Work required: Rewrite the lines of the material below, from the line with "TARGET = row of raw steaks" through the last line, keeping every request as is and offsetting each coordinate in the answers by -119.

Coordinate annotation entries
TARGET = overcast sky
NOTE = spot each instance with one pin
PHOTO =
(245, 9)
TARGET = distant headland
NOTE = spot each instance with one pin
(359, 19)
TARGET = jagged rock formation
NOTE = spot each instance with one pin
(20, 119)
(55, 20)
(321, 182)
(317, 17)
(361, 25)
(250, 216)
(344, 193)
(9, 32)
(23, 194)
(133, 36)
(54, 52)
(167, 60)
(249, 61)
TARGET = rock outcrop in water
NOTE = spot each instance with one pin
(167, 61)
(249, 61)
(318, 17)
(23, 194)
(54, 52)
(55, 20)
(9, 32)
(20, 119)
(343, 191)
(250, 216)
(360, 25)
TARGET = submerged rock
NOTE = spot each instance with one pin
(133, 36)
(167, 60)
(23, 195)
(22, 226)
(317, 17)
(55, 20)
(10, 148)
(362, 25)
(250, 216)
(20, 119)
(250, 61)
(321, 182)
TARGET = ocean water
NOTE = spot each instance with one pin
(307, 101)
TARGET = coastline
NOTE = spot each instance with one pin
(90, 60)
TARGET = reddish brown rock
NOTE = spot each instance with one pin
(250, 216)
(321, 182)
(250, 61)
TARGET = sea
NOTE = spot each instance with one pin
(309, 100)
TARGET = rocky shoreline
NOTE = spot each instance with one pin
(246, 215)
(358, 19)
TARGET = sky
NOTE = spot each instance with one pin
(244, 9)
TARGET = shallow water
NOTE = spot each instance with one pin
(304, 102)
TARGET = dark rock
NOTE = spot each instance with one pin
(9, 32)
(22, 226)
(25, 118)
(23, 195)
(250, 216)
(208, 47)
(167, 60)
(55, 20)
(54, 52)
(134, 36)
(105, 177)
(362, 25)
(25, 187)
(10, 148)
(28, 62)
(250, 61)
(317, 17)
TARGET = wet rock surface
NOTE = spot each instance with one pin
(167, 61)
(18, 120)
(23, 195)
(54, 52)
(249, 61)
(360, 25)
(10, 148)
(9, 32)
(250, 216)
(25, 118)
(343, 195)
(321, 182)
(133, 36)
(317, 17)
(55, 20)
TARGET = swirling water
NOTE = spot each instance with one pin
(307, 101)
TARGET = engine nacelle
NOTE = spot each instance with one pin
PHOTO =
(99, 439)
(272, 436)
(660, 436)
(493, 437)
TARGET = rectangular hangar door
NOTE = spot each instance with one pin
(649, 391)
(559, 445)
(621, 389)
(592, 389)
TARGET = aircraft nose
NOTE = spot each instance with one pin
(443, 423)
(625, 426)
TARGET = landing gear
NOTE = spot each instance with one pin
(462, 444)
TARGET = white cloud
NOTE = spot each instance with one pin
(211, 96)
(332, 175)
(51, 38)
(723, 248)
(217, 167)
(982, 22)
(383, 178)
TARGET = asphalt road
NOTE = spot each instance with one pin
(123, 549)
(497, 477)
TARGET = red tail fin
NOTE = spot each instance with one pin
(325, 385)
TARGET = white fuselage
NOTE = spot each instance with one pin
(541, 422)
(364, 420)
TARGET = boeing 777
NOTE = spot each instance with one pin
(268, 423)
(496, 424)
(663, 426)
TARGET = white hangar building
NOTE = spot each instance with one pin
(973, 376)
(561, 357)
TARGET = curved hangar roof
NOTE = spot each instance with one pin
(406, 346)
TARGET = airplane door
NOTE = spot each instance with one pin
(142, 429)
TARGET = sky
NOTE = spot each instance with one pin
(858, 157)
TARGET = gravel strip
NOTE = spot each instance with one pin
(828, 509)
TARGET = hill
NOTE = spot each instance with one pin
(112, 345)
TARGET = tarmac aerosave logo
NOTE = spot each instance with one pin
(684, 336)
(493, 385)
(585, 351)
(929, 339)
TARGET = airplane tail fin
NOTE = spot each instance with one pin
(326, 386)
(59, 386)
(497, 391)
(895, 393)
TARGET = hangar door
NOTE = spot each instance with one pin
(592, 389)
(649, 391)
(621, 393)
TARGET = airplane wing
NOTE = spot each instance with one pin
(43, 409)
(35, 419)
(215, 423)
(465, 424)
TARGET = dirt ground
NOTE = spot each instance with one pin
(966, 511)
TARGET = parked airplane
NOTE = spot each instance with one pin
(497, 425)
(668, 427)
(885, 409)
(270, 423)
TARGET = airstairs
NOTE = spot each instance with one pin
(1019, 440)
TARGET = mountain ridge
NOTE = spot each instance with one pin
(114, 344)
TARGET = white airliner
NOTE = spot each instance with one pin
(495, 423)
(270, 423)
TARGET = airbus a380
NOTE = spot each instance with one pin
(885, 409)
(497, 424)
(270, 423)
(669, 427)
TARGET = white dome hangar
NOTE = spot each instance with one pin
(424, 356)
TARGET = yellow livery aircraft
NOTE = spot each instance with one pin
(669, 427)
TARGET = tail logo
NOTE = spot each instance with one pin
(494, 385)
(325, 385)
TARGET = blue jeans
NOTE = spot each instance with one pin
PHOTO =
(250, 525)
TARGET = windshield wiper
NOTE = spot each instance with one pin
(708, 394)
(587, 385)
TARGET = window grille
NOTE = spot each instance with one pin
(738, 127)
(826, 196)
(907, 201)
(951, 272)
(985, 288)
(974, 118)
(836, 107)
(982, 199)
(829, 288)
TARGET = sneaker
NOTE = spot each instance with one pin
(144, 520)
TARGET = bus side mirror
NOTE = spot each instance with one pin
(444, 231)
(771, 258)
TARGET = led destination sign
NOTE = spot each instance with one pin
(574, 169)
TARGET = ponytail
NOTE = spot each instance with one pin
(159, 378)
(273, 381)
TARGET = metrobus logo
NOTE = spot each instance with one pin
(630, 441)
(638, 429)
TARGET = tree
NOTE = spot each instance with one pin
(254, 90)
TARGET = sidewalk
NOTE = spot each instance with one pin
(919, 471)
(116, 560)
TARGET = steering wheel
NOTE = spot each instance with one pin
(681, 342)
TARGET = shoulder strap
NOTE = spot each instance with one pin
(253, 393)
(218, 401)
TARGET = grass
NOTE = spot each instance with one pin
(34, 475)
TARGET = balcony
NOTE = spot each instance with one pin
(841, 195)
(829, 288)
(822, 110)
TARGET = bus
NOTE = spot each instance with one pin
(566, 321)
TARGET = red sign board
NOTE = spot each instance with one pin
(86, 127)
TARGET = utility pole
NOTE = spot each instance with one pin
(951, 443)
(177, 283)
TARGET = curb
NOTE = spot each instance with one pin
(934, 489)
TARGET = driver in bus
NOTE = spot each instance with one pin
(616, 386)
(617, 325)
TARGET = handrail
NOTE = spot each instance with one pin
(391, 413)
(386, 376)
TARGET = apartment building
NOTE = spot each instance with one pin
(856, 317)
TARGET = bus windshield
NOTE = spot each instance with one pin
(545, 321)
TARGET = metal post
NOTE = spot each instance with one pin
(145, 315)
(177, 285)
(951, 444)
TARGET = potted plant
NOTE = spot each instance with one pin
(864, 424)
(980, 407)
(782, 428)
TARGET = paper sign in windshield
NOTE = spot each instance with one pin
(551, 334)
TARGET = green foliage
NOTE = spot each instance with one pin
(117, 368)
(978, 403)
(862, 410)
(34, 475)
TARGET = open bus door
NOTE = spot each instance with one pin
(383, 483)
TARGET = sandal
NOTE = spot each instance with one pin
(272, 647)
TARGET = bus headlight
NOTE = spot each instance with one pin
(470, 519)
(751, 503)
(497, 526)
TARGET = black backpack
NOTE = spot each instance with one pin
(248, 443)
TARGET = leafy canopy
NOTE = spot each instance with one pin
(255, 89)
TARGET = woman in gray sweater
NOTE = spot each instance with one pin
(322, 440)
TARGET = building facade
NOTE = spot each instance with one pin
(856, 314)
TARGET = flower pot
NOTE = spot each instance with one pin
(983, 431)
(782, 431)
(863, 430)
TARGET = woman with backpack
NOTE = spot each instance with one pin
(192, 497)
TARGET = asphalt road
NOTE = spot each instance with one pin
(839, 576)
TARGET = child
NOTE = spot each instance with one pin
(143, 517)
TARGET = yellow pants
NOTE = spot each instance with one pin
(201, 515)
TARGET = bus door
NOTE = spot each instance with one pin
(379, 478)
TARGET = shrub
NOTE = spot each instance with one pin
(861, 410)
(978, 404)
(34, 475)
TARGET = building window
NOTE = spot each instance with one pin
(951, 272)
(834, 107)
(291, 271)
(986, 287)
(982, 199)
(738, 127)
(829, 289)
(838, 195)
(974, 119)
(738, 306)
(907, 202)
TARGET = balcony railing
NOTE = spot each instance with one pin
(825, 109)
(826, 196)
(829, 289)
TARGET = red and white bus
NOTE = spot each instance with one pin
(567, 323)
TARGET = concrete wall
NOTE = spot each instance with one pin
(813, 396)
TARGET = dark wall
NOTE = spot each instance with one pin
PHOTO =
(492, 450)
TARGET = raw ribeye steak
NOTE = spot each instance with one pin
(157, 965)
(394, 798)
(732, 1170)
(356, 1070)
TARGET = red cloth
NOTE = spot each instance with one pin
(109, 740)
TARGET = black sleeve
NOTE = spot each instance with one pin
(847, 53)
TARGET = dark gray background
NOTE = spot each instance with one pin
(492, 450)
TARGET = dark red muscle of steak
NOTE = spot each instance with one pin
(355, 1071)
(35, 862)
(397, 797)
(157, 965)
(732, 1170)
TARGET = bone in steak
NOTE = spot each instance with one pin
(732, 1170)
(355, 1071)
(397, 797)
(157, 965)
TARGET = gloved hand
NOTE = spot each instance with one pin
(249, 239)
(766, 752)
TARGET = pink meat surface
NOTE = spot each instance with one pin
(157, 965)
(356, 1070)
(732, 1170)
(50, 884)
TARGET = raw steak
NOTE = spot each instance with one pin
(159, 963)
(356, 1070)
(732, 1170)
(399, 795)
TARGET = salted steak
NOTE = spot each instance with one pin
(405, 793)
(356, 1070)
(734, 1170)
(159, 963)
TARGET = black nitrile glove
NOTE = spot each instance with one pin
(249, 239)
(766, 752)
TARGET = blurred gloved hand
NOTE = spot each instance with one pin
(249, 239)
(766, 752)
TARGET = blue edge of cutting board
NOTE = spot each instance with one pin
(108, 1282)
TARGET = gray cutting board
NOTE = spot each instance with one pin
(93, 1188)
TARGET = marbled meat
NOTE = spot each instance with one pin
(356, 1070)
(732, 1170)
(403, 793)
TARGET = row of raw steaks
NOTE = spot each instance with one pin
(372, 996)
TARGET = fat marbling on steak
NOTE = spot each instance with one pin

Output for this exercise:
TARGET = row of raw steaks
NOTE = spot each instance with one pin
(253, 877)
TARGET = fat marbling on steak
NOTE = spot each instance with one pin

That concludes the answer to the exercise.